• **Task brief**
The answer must be an exact copy of the records below, with every picture left out.

• **Record excerpts**

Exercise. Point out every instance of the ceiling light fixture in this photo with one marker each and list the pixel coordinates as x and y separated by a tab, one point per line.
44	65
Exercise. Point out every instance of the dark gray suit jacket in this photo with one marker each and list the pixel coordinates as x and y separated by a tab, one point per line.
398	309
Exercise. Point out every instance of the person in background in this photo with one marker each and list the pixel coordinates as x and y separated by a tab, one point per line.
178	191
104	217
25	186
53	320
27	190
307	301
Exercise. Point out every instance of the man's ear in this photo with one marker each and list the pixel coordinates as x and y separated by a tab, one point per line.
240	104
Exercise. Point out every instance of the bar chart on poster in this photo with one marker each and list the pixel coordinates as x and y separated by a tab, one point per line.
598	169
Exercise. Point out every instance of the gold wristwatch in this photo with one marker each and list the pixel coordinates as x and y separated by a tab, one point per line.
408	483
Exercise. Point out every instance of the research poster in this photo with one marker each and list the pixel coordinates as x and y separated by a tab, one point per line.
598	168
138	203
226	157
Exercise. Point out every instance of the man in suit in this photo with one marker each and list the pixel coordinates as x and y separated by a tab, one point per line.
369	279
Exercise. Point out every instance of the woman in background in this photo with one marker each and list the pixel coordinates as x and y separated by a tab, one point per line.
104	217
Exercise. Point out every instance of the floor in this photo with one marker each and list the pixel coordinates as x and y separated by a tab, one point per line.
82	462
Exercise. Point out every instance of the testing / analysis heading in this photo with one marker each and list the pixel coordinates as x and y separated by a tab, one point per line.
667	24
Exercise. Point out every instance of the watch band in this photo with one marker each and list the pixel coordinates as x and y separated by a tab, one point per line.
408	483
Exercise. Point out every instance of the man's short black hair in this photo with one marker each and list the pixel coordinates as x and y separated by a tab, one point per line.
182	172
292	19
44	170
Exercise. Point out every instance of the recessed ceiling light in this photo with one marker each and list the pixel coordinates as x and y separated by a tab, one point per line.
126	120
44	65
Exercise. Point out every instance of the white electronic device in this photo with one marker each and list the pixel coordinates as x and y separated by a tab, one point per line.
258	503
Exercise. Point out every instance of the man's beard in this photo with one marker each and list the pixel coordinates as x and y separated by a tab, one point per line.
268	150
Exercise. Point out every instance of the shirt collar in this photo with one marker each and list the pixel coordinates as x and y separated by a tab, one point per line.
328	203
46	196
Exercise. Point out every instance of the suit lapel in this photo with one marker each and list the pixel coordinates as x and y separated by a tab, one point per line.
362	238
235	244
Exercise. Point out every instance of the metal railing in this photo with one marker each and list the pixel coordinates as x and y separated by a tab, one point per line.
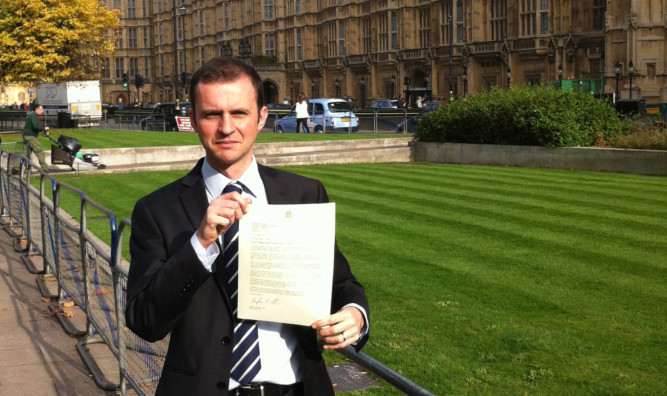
93	275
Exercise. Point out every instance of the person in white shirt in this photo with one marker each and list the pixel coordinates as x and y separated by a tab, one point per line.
302	114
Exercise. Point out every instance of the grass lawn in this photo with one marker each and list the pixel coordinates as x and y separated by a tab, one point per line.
102	138
494	280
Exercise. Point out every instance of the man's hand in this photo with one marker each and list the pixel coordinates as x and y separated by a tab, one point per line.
340	329
222	212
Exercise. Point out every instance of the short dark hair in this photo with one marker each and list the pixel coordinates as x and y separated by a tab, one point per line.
226	70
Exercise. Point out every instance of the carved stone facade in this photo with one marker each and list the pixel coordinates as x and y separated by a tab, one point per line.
364	50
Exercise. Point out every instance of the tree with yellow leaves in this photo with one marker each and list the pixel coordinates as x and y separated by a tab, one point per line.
53	40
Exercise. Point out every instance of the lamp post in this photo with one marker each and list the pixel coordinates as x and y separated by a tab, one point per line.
176	88
631	73
393	84
362	85
184	72
451	48
465	82
617	73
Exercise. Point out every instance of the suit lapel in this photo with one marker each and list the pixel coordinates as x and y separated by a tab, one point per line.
195	204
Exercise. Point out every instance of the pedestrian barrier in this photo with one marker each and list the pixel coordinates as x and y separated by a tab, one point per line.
92	275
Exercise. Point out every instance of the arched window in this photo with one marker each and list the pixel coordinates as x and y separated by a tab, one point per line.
459	21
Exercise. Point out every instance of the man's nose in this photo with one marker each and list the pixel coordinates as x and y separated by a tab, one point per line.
226	126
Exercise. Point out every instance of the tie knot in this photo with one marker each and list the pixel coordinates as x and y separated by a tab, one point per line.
233	186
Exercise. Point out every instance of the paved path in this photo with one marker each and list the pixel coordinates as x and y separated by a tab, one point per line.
37	357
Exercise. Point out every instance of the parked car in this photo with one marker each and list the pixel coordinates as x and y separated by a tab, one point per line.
384	104
277	106
164	116
326	115
410	124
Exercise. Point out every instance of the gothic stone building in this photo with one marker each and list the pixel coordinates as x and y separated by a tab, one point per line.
364	50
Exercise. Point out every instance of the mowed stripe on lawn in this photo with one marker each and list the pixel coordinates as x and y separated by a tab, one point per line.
495	278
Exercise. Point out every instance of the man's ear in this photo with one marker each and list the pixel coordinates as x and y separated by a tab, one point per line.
263	115
193	120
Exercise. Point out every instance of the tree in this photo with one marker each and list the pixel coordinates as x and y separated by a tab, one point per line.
53	40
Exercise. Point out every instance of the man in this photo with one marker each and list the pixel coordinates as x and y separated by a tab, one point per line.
401	102
31	130
178	281
302	114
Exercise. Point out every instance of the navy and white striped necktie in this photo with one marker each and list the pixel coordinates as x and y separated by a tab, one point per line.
245	355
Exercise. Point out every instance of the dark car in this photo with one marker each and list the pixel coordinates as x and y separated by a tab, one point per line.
410	124
164	116
384	104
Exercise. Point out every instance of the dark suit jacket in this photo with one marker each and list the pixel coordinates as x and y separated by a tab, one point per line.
169	291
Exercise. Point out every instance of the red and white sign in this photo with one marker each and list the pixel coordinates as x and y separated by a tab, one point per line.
184	124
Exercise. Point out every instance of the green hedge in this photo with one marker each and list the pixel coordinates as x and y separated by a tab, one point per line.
533	116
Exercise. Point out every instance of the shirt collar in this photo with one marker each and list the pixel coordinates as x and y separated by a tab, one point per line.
216	182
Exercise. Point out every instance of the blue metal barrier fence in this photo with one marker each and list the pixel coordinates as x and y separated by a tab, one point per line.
93	276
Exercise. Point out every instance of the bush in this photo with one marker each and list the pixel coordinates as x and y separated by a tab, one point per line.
524	116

• **The completed task**
Exercise. Point out every instance of the ceiling light fixture in this photo with one marker each and list the pixel coordinates as x and y separated by a tab, one point per line.
44	65
Exercise. Point out every instance of the dark gray suit jacket in this photo with one marker each and list the pixel coordinates as x and y separated by a tab, one point per line.
398	309
Exercise. Point out every instance of the person in background in this photo with one marker each and list the pixel coordinates as x and y separated by a tab, one point per line.
178	191
104	217
25	186
53	320
27	190
307	301
Exercise. Point out every instance of the man's ear in this photo with one marker each and list the pixel coordinates as x and y separated by a tab, one point per line.
240	104
Exercise. Point out every instance of the bar chart on poster in this photo with one marker each and list the pixel coordinates as x and y separated by a tab, one point per line.
598	169
Exercise. Point out every instance of the gold wristwatch in this photo with one marker each and list the pixel coordinates as x and y separated by a tab, one point per line.
408	483
Exercise. Point out every instance of the research poster in this photo with one marker each and list the pixel coordinates as x and y separated by a tab, one point per line.
598	168
138	203
226	157
Exercise. Point out every instance of the man in suit in this photo with one marker each and list the pixel coordinates as x and y separated by a tab, one point per line.
369	279
Exercise. Point out every instance of the woman in background in this photo with one marker each and list the pixel coordinates as x and y separated by a tab, one point per line.
104	217
Exercise. Point out every instance of the floor in this photo with one marker each and list the pixel coordinates as x and y separated by a tab, one point per line.
82	462
Exercise. Point out every instance of the testing / analysis heading in this photo with one marker each and list the pixel coordinates as x and y separated by a tab, one point per line.
667	24
Exercise. Point out every instance of the watch band in this photo with one marker each and list the pixel coordinates as x and y separated by a tab, one point per line.
408	483
Exercise. Point out every instance of the man's short black hair in this photo with one marker each and list the pixel coordinates as x and y separated by a tab, one point per line.
182	172
292	19
44	170
Exercise. Point out every instance of the recessed ceiling light in this photo with one marker each and list the pixel coordinates as x and y separated by a tab, one point per line.
126	120
44	65
Exercise. Point out every instance of the white electronic device in this photo with one marker each and list the pixel coordinates as x and y separated by a tab, one point per line.
258	503
Exercise. Point out every instance of the man's beard in this photo with one marker each and list the pixel coordinates as x and y separated by a tab, one point per line.
268	150
Exercise. Point out every instance of the shirt collar in this photo with one marker each and list the pixel coordinates as x and y separated by a tab, one point per line.
328	203
46	196
Exercise. Point out every instance of the suit lapel in this photo with one marker each and list the pixel coordinates as x and y separated by a tab, one point per line.
362	238
235	244
Exercise. Point out every instance of the metal railing in this photo with one marker each and list the pixel coordinates as x and y separated by a tab, one point per line.
93	275
Exercise. Point out every instance of the person in white shirt in this photo with one marker each and list the pixel coordinates as x and y separated by a tab, one point per line.
302	114
Exercise. Point out every instance of the grass lawn in this photo with one marker each and list the pixel coordinates as x and y separated by a tab, one point per line.
102	138
494	280
Exercise. Point out every instance of the man's hand in this photo with one marker each and list the pixel coordinates as x and y separated by a tab, one point per line.
340	329
222	212
Exercise. Point out every instance of the short dark hair in this photo with one marker each and list the pixel coordinates as x and y separated by a tab, one point per line.
226	70
Exercise. Point out every instance of the carved stone facade in this photo with one marker each and list the pixel coordinates as x and y separated by a tab, one point per line.
364	50
Exercise. Point out every instance of the tree with yellow leaves in this photo with one marker each and list the pixel coordinates as x and y separated by a tab, one point per line.
53	40
Exercise. Point out every instance of the lamp post in this photo with one marker each and list the pixel coordinates as x and y separated by a tab, one point per line.
176	88
631	73
393	84
362	85
184	72
451	48
465	82
617	73
Exercise. Point out every instance of the suit lapel in this photo with one marker each and list the pixel coordinates as x and y separated by a tab, one point per line.
195	204
Exercise. Point out every instance of the pedestrian barrier in this photo with one marker each and list the pixel coordinates as x and y separated by a tab, one point per line.
92	275
Exercise. Point out every instance of the arched window in this photo with one marker each and list the pixel coordinates as x and y separated by a tab, one point per line.
459	21
Exercise. Point out every instance of the man's nose in this photo with one marker each and list the pixel coordinates as x and y separated by a tab, one point per line.
226	126
Exercise. Point out every instance of the tie knot in this photo with one marker each and list the pixel coordinates as x and y separated by a tab, one point per line.
233	186
Exercise. Point out every instance of the paved path in this photo with one marker each and list the pixel coordinates as x and y separated by a tab, one point per line.
37	357
Exercise. Point out every instance of the parked car in this photo with one marker each and list the pixel coordinates as x and y separated by a tab, one point per line.
384	104
277	106
164	116
326	115
410	124
Exercise. Point out every instance of the gothic stone building in this photo with one marker each and list the pixel coordinates as x and y separated by a tab, one point per line.
364	50
Exercise. Point out every instance of the mowed stripe on lawn in this photo with one marker each and list the pixel coordinates as x and y separated by a tab, one point per line.
495	278
Exercise. Point out every instance of the man's ear in this photo with one marker each and list the pixel coordinates as x and y separated by a tab, one point per line.
263	115
193	120
Exercise. Point out every instance of the tree in this photo with one marker each and list the pixel coordinates as x and y separated by a tab, one point per line.
53	40
Exercise. Point out every instance of the man in this photo with one marker each and list the pixel coordinates as x and y separated by a tab, one point per line.
401	102
31	130
178	281
302	114
Exercise. Point out every instance of the navy and white striped necktie in this photo with one marker each and list the pixel coordinates as x and y separated by a tab, one point per line.
245	355
Exercise. Point out every instance of the dark car in this photo with one marker each and list the pixel coordinates as x and y separated by a tab, one point per line.
410	124
164	116
384	104
Exercise. Point out every instance of the dark suit jacket in this photo with one marker each and list the pixel coordinates as x and y separated by a tab, one point per line.
169	291
Exercise. Point out every instance of the red and white sign in this photo with one marker each and list the pixel coordinates as x and y separated by a tab, one point per line.
184	124
Exercise. Point out every instance of the green hedge in this photo with one marker each and list the pixel coordinates as x and y separated by a tab, one point per line.
533	116
Exercise. Point out every instance of the shirt collar in this photo with one marker each and list the pixel coordinates as x and y separated by a tab, one point per line.
216	182
Exercise. Point out every instance of the blue metal barrier fence in this photo with one marker each and list the pixel coordinates as x and y separated by a tab, one point per line.
93	276
Exercise. Point out every instance of the bush in this photo with one marker each and list the pixel coordinates as x and y separated by a tab, one point per line.
524	116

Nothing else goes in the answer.